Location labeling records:

------------------------------

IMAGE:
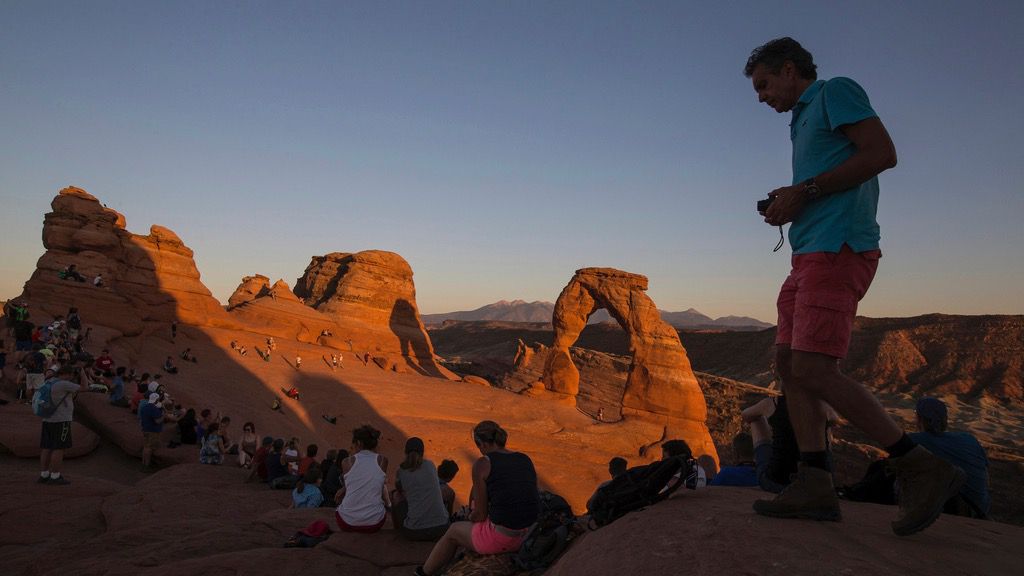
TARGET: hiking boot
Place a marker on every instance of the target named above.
(926, 482)
(810, 496)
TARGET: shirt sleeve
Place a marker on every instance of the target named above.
(846, 103)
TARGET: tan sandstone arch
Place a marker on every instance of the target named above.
(660, 384)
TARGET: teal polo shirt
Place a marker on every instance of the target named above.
(818, 146)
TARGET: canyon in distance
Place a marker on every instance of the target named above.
(601, 372)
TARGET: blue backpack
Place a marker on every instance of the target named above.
(42, 402)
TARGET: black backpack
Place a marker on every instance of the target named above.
(640, 487)
(548, 538)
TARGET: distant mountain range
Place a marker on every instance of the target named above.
(520, 311)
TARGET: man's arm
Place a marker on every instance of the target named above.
(875, 154)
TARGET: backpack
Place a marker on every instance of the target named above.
(640, 487)
(548, 538)
(42, 402)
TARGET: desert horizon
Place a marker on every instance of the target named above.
(511, 289)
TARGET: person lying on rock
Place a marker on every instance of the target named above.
(418, 507)
(364, 503)
(505, 502)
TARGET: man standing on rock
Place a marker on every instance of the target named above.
(840, 147)
(55, 436)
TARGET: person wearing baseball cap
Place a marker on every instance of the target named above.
(418, 508)
(960, 449)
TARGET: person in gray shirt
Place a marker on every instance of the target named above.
(55, 436)
(418, 511)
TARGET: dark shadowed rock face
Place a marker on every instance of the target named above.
(372, 296)
(146, 279)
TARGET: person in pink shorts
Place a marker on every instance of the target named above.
(504, 498)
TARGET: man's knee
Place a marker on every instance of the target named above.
(810, 370)
(783, 360)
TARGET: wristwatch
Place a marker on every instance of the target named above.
(811, 190)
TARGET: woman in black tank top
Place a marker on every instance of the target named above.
(504, 499)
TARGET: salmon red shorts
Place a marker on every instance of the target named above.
(818, 299)
(487, 540)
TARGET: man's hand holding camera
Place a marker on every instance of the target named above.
(786, 202)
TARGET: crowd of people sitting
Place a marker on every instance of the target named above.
(504, 501)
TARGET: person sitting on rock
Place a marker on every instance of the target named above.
(118, 387)
(152, 418)
(309, 459)
(333, 481)
(213, 449)
(445, 474)
(307, 493)
(248, 444)
(616, 467)
(292, 452)
(418, 507)
(187, 428)
(960, 449)
(364, 495)
(278, 475)
(505, 502)
(71, 273)
(258, 463)
(775, 450)
(104, 364)
(744, 471)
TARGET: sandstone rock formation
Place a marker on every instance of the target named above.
(251, 288)
(660, 383)
(372, 296)
(147, 280)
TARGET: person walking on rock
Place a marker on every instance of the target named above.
(840, 147)
(55, 436)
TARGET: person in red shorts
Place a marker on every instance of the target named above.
(840, 147)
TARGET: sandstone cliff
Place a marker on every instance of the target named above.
(372, 297)
(146, 280)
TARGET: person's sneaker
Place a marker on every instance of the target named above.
(926, 482)
(811, 495)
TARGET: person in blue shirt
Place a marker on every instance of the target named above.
(840, 147)
(958, 448)
(744, 471)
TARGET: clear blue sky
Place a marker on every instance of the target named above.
(500, 146)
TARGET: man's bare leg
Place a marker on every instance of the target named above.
(815, 377)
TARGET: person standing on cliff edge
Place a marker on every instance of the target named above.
(840, 147)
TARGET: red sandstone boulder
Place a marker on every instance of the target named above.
(372, 297)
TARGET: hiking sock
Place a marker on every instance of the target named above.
(902, 446)
(815, 459)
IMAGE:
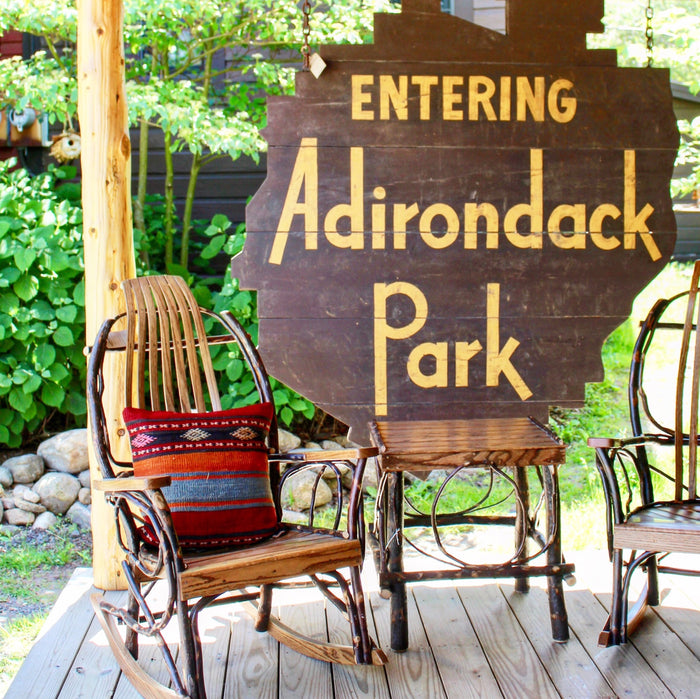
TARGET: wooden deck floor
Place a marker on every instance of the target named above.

------------------------------

■ EXERCISE ■
Please copy the lines above, starting at the one that holds "TARGET: person in blue shirt" and stopping after the last line, exactly as they appear and minus the pictures.

■ RESPONSE FOR THIS EXERCISE ■
TARGET: person in blue shirt
Place a marker on every instance of the target named above.
(840, 147)
(958, 448)
(744, 471)
TARGET: clear blue sky
Place a marker on every instance of the target named above.
(500, 146)
TARGET: man's bare leg
Place a marker on every instance of the target named above.
(815, 377)
TARGET: person standing on cliff edge
Place a marker on every instance of the target named above.
(840, 147)
TARGET: red sandstone boulder
Place a marker on every instance of the target named above.
(372, 297)
TARGET: hiking sock
Place a marker on every instance of the target named above.
(902, 446)
(815, 459)
IMAGE:
TARGET: wooden deck floor
Place a marker on every instance of the target named above.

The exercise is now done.